Provided passage:
I've now been living in a foreign country, where I don't speak a lick of the language, for nearly five months. And like any good primate, I am learning to adapt. Ish. And that doesn't mean learning the language, because I know approximately four more German words than when I arrived. But, I have learned few things that I didn't even know I needed to learn. Which I will now share with you. This is some insider shit, people. Seriously mundane, insider shit.
1. Addresses. These f*ckers are tricky. Businesses and residences are not separated, so there are most likely several apartments amongst some doctors' offices, and in my case a kindergarden or two (?). Also, street numbers aren't necessarily in order, and the street number can actually be several street numbers. Like currently, I live at 33-35 Rotensterngasse. As if someone couldn't make up their mind if it was actually 33 or 35, and just went with both. Next, there may or may not be a hallway number, which is not to be confused with an apartment number. I am at Tur 3 (i.e. hallway number 3), and apartment 17. And the saga continues, as apartments are not numbered by floor, but sequentially, so you can have any number of units on any given floor. I am at hallway 3, apartment 17, and on the 5th floor. NO, 6th floor, because the first floor is on the second floor. Right? Here, the first floor is E, and then second floor is the first. Get it? It goes E, 1, 2, etc... This took me months to catch on to and I still have to think, "wait, what floor is that?"

Data supplied:
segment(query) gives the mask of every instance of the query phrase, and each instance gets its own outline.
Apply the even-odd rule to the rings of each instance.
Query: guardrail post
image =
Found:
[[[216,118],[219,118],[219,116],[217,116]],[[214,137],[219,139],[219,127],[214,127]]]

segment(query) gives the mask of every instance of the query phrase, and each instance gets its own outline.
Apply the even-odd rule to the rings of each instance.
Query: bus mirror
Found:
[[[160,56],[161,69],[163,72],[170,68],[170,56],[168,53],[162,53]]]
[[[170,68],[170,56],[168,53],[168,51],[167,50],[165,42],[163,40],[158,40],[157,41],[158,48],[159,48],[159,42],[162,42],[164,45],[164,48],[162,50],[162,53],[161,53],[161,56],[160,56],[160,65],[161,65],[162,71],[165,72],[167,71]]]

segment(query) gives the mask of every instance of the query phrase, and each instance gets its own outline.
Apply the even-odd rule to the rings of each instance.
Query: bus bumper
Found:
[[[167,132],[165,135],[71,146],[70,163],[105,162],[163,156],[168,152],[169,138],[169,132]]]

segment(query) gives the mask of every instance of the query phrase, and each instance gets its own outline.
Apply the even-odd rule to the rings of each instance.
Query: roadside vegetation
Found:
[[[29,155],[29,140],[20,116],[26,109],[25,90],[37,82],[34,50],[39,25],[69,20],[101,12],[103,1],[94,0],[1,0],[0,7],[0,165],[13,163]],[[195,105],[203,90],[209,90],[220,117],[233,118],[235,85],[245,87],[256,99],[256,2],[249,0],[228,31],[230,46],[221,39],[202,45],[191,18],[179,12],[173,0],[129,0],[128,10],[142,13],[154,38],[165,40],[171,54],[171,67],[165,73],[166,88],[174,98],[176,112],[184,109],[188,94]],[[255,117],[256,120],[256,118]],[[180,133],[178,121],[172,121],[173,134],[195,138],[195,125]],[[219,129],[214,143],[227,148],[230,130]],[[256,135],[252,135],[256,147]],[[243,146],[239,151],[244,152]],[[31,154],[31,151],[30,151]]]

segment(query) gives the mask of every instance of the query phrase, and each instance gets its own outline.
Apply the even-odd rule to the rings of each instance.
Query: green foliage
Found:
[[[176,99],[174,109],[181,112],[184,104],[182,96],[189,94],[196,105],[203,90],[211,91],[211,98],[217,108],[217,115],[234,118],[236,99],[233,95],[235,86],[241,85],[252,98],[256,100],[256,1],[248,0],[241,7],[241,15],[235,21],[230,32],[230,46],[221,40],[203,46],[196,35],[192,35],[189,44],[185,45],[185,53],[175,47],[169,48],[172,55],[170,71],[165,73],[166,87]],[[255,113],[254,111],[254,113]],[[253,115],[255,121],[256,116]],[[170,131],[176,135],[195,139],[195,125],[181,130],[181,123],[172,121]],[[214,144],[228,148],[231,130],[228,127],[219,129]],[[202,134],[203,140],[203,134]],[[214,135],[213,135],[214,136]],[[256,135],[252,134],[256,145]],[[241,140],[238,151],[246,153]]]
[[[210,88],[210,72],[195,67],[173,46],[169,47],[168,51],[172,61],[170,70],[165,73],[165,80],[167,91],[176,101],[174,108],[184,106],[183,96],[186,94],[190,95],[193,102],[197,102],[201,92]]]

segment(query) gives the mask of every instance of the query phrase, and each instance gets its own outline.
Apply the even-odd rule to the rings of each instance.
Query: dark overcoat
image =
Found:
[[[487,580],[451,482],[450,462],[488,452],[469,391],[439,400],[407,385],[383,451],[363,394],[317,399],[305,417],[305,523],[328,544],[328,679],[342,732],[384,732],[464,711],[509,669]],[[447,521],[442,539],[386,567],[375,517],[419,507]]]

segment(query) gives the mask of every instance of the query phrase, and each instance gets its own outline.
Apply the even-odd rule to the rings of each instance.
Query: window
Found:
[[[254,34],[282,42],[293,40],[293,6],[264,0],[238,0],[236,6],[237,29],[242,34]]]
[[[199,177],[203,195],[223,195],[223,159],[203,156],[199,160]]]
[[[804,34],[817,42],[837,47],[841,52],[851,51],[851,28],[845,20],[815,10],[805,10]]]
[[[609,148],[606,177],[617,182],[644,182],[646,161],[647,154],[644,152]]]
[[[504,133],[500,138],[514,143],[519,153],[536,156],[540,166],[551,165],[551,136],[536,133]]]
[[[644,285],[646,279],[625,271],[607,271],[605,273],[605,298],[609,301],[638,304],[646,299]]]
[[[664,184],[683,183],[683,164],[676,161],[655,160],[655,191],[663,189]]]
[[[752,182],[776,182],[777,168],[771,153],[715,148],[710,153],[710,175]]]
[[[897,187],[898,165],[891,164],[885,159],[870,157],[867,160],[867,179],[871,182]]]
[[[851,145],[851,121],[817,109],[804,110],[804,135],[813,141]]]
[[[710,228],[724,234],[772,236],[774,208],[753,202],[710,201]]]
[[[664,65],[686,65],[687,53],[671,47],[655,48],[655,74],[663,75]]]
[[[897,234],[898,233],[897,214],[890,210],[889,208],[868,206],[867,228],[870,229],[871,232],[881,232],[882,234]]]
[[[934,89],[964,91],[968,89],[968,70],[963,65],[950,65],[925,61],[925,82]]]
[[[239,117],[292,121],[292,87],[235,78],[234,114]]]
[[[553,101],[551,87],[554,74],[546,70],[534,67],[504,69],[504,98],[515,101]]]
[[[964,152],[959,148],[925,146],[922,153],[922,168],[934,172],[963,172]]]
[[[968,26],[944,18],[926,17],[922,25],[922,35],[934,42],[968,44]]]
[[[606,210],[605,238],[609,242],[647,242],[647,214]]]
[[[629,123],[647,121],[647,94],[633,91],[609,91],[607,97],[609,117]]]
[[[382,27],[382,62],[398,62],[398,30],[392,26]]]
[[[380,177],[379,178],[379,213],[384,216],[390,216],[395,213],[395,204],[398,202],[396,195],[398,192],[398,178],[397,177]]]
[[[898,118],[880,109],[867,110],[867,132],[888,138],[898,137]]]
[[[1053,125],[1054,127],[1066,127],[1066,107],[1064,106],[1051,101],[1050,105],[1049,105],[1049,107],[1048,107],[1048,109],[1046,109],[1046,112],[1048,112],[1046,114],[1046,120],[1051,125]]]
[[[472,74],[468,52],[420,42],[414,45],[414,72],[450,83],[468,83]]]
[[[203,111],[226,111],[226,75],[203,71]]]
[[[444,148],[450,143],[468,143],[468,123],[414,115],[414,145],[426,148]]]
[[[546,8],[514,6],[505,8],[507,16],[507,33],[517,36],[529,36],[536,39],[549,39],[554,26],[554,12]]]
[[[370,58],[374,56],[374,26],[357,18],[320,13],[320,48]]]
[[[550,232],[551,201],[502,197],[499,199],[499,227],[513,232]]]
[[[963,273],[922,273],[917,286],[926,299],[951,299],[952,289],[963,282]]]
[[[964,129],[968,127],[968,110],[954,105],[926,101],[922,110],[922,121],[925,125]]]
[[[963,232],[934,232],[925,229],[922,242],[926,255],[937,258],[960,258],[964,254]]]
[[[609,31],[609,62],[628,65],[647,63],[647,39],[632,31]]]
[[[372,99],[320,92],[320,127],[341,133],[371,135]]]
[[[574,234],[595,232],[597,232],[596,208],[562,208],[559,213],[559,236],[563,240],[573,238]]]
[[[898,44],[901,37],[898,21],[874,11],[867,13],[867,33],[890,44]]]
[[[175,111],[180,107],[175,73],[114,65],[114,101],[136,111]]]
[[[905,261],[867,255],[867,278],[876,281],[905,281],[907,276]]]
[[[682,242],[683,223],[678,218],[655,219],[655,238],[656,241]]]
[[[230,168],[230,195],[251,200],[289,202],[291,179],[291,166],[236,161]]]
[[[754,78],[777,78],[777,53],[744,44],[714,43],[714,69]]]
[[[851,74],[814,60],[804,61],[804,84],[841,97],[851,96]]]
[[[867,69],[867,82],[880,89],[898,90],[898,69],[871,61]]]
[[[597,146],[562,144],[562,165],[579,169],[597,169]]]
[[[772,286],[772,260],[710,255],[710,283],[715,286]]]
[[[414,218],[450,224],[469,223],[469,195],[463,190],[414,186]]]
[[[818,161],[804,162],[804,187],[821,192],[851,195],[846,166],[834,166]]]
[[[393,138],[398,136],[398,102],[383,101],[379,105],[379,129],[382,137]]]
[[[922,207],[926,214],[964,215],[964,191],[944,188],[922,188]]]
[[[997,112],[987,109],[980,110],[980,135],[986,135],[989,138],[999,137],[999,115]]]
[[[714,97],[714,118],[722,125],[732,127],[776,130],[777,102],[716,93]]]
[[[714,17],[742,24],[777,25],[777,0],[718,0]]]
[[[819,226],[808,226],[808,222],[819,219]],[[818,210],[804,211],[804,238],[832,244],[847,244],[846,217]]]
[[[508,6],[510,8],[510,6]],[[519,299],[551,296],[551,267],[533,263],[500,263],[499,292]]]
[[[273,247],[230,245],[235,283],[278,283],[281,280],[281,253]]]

What needs to be done:
Copy everything from "I've now been" down to "mundane, insider shit." in the piece on living abroad, changing "language" to "lingo" wherever it appears.

Task solution:
I've now been living in a foreign country, where I don't speak a lick of the lingo, for nearly five months. And like any good primate, I am learning to adapt. Ish. And that doesn't mean learning the lingo, because I know approximately four more German words than when I arrived. But, I have learned few things that I didn't even know I needed to learn. Which I will now share with you. This is some insider shit, people. Seriously mundane, insider shit.